= PROMPT =
Give back every line of the material below exactly, but no images.

= EXTRACTED RECORDS =
--- START ---

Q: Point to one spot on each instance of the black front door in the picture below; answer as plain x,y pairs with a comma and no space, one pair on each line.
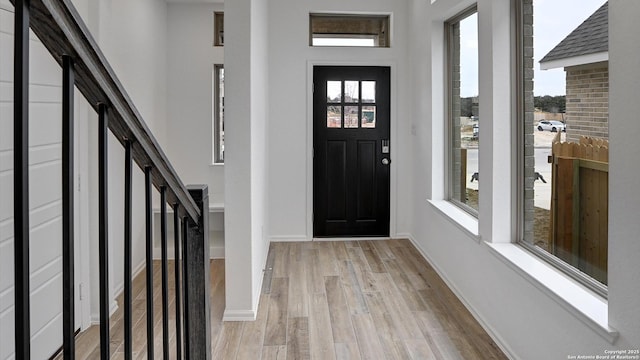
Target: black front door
351,162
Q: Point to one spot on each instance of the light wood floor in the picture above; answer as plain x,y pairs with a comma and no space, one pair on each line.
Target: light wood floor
328,300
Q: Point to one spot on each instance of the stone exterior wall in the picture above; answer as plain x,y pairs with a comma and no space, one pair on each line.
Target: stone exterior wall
587,102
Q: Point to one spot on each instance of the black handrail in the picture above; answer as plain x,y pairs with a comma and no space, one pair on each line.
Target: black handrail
62,32
66,37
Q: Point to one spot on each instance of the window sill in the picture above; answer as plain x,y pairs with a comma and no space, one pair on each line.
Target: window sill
588,307
462,219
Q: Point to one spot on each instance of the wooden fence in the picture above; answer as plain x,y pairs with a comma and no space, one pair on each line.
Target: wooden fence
579,205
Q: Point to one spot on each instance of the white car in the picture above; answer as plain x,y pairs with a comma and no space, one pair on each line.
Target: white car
552,125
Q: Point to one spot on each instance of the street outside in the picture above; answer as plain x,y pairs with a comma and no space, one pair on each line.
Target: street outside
542,150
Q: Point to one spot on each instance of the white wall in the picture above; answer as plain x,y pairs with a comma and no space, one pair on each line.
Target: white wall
526,320
624,193
45,206
132,35
291,61
191,56
246,160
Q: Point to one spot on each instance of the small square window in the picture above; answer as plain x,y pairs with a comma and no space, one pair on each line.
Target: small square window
218,33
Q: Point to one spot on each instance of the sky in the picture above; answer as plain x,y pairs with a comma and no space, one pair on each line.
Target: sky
553,20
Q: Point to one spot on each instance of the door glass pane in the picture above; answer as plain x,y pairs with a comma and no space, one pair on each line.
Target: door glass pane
368,91
334,116
350,116
334,88
368,116
351,91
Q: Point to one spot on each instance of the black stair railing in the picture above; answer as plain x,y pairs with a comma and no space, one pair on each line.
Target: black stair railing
66,37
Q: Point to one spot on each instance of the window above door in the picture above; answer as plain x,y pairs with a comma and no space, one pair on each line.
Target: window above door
349,30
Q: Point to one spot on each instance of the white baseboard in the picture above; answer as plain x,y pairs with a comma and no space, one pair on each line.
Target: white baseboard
95,318
239,315
506,349
404,236
288,238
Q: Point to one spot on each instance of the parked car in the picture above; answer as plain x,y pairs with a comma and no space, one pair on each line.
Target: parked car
552,125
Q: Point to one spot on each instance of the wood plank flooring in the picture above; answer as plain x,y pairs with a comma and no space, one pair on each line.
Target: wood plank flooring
327,300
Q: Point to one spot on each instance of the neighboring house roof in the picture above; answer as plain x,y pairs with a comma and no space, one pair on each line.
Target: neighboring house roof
588,43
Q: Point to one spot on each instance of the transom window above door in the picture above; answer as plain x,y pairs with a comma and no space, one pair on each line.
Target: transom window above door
351,104
349,30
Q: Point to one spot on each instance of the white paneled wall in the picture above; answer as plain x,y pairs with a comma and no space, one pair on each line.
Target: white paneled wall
45,194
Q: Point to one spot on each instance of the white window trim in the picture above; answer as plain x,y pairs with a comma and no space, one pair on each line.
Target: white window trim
585,305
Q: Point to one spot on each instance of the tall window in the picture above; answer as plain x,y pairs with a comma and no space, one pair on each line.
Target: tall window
463,128
563,63
218,114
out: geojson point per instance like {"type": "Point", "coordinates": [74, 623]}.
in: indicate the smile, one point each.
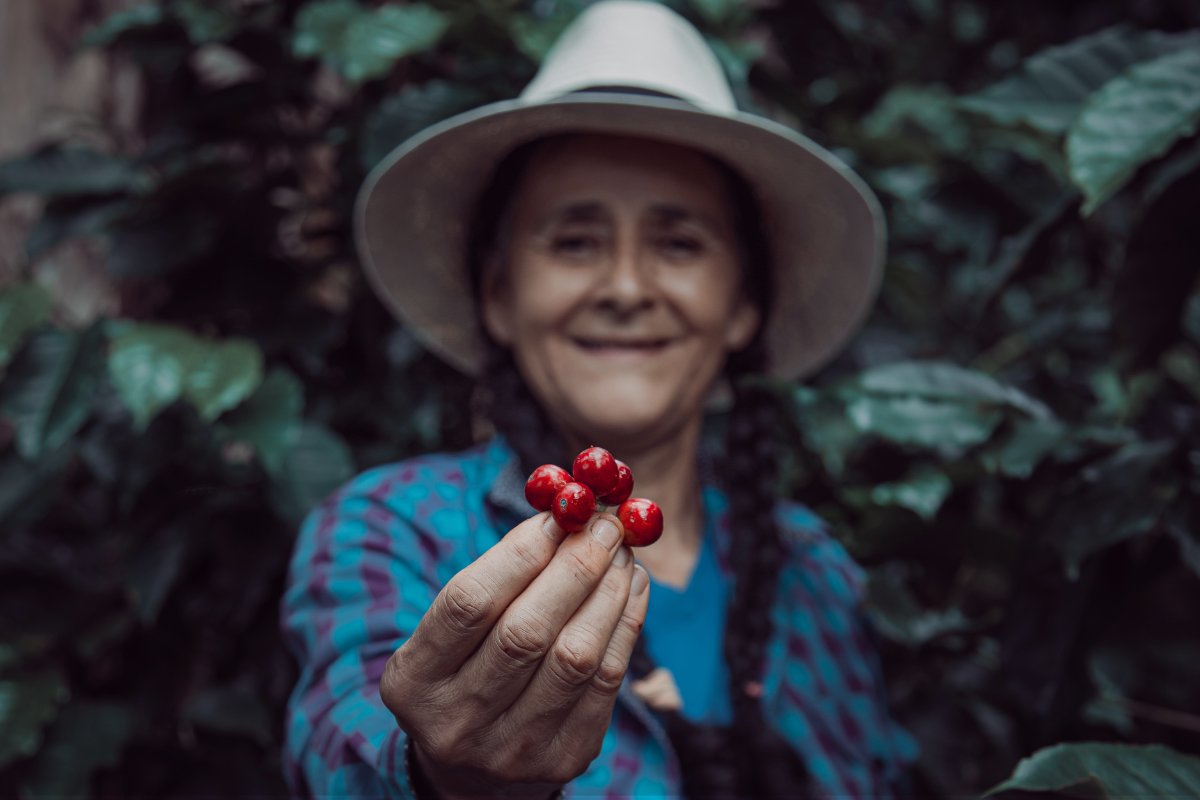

--- END ---

= ANSWER TO THIS TASK =
Q: Point to one spot on each instance of the black front door in the picture below; answer as plain x,y pairs with a comma and no space, one pair on each line.
Target: black front door
351,162
Q: Point to one spot on each instance of the light wood floor in the picture above; answer as plain x,y pairs with a comma and no space, one pair on each line.
Target: light wood floor
328,300
Q: Point to one spot on each instance of the stone exterior wall in the picture above; answer as plain x,y pairs with a comma and no space, one pair on each line.
Target: stone exterior wall
587,102
Q: Point to one spot on each instance of the black handrail in the picture above; answer as plain x,y pairs with a comma and no space, one pair on each line.
Target: black handrail
62,32
66,37
Q: Point to one spot on each instance of the window sill in the picture above; answer as plain x,y pairs with a comma and no space, one pair on each line.
Target: window sill
588,307
462,219
Q: Point to one spot on each instance of the wooden fence in the picture above; answer as plain x,y pairs with a comma and no space, one pair on each line.
Target: wooden fence
579,205
Q: Point to one spot on each instance of the white car in the picture above; answer as plain x,y pairs with a comma and no space, one pair on each line.
Target: white car
552,125
Q: Point to one spot on each instance of the street outside in the picture above; answer as plain x,y pairs with a comma and no space, one pair on each line.
Target: street outside
542,150
Q: Point to one spot on each instance of the white wall in the picture above; answer as plain x,y pairs with a comma and no space, one pair on each line.
Target: white wall
526,320
624,193
45,206
132,35
291,61
191,56
246,160
Q: Point to one spot on each instance of the small square window in the picture above; answer as plain x,y pairs with a comma and no space, one pair on each line.
Target: small square window
218,33
Q: Point to one spot on each instance of the sky in the picture above; answer as plain x,y pairs with a comma and no space, one pair on each line.
Target: sky
553,20
Q: Point to one spot on each instance of the door glass pane in the picture above; answer as plain x,y pairs with a comma and no space, one pair on each line.
Target: door glass pane
368,91
334,116
350,116
334,88
368,116
351,91
Q: Point to one spot on each instance of the black stair railing in the picture above; answer as plain x,y pairs with a comma and no space, one pair on each line.
Target: black stair railing
66,37
Q: Point to one spot on each instance of the window above door in the picture above; answer as plain x,y pairs with a comma and no space, one pair on each line.
Target: window above door
349,30
Q: Point to one spot on each instance of the white baseboard in the picture above; answer as plain x,y pairs with a comma and no space, one pair on each line.
Target: white baseboard
95,318
239,315
506,349
404,236
288,238
Q: Point to one spot on each instance of the parked car in the picture above; answer as plain x,y pairs with a comma and no space, one pair on each line.
Target: parked car
552,125
Q: Point to one spot on each instance of the wood plank flooring in the picture above; answer as plain x,y pairs with a comma and no space, one pair on each line.
Target: wood plank flooring
327,300
Q: Point to one spot on each instance of the neighboring house roof in the picture above; answer as plain x,y pairs with a comma and no space, one pair on each line.
Target: neighboring house roof
588,43
Q: Point to one spot on each instance of the transom window above door in the picture above; answer as plain x,y pairs with a comma and no space, one pair on each line.
Target: transom window above door
351,104
349,30
Q: Point to one spot on each instance of the white paneled wall in the picture above; answer as plain x,y pairs with a comma and no space, one pair on each line.
Target: white paneled wall
45,194
Q: Point to one spot on each instance of the white window trim in the picture above; answer as plain x,y pairs with a comma and no space, one pair on each line.
Target: white window trim
585,305
Q: Point to one spot on each instance of the tall window in the picture above; answer as plain x,y pairs with a comma and no space, one pair on each line.
Target: tall window
463,128
563,63
218,114
out: geojson point per instance like {"type": "Point", "coordinates": [74, 623]}.
in: indicate the smile, one point each.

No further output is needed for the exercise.